Stored rows:
:::::

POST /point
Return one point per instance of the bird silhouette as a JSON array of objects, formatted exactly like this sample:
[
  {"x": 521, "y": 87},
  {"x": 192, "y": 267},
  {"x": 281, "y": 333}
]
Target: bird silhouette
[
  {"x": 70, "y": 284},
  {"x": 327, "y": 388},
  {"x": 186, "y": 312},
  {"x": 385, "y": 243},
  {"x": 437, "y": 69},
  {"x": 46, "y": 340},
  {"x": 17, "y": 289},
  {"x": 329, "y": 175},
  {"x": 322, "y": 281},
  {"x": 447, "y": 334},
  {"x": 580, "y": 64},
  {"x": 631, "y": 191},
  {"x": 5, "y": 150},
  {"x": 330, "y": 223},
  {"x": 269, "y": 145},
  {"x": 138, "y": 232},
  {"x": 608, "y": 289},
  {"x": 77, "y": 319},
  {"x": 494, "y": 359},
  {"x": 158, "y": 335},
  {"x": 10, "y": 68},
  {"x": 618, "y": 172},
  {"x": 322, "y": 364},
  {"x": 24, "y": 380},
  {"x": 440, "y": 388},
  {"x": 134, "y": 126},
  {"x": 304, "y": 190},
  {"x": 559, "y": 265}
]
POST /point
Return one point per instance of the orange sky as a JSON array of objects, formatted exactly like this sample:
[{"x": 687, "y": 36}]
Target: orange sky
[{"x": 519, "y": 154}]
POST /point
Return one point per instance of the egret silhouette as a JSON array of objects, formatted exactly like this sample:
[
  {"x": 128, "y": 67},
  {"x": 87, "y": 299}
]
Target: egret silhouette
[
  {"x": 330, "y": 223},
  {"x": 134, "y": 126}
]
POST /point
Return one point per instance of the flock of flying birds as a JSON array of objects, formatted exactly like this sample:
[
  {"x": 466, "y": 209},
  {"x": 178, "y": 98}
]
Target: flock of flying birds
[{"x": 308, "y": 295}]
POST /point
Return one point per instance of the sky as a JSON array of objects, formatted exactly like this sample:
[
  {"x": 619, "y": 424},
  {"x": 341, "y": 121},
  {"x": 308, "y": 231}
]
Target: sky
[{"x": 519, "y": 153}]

:::::

What this task involves: Rewrite all of the rows above, replacing every "silhouette" with "outline" and leaving everything else unchanged.

Solution for this problem:
POST /point
Return one point per instance of the bird outline as a JSON array of objects, formatted exactly like this sample:
[
  {"x": 521, "y": 87},
  {"x": 192, "y": 267},
  {"x": 281, "y": 333}
]
Target: bird outline
[
  {"x": 70, "y": 284},
  {"x": 327, "y": 388},
  {"x": 186, "y": 312},
  {"x": 385, "y": 243},
  {"x": 437, "y": 69},
  {"x": 46, "y": 340},
  {"x": 17, "y": 289},
  {"x": 329, "y": 175},
  {"x": 322, "y": 281},
  {"x": 447, "y": 334},
  {"x": 580, "y": 64},
  {"x": 631, "y": 191},
  {"x": 5, "y": 150},
  {"x": 330, "y": 223},
  {"x": 269, "y": 145},
  {"x": 138, "y": 232},
  {"x": 608, "y": 289},
  {"x": 77, "y": 319},
  {"x": 494, "y": 359},
  {"x": 158, "y": 335},
  {"x": 10, "y": 68},
  {"x": 618, "y": 172},
  {"x": 322, "y": 364},
  {"x": 24, "y": 380},
  {"x": 440, "y": 388},
  {"x": 134, "y": 126},
  {"x": 304, "y": 190},
  {"x": 559, "y": 265}
]
POST /point
Return one point per instance of the orange sky as a JSON array of objects, formatted exactly like this sample:
[{"x": 687, "y": 36}]
Target: orange sky
[{"x": 519, "y": 154}]
POST /point
Return one point per instance of the egret outline as a JSON array of objects, formatted exactly like this sample:
[
  {"x": 128, "y": 67},
  {"x": 87, "y": 299}
]
Target: egret outline
[
  {"x": 330, "y": 223},
  {"x": 134, "y": 126}
]
POST /point
Return one point per instance of the flock of flying birds as a JSON array of objects, formatted exactly like this sample:
[
  {"x": 466, "y": 209},
  {"x": 178, "y": 98}
]
Target: flock of flying birds
[{"x": 308, "y": 295}]
POST /point
Return one point per instance of the sky as a JSON array of objects, formatted exactly like this sample:
[
  {"x": 619, "y": 424},
  {"x": 341, "y": 121},
  {"x": 308, "y": 231}
]
Target: sky
[{"x": 519, "y": 153}]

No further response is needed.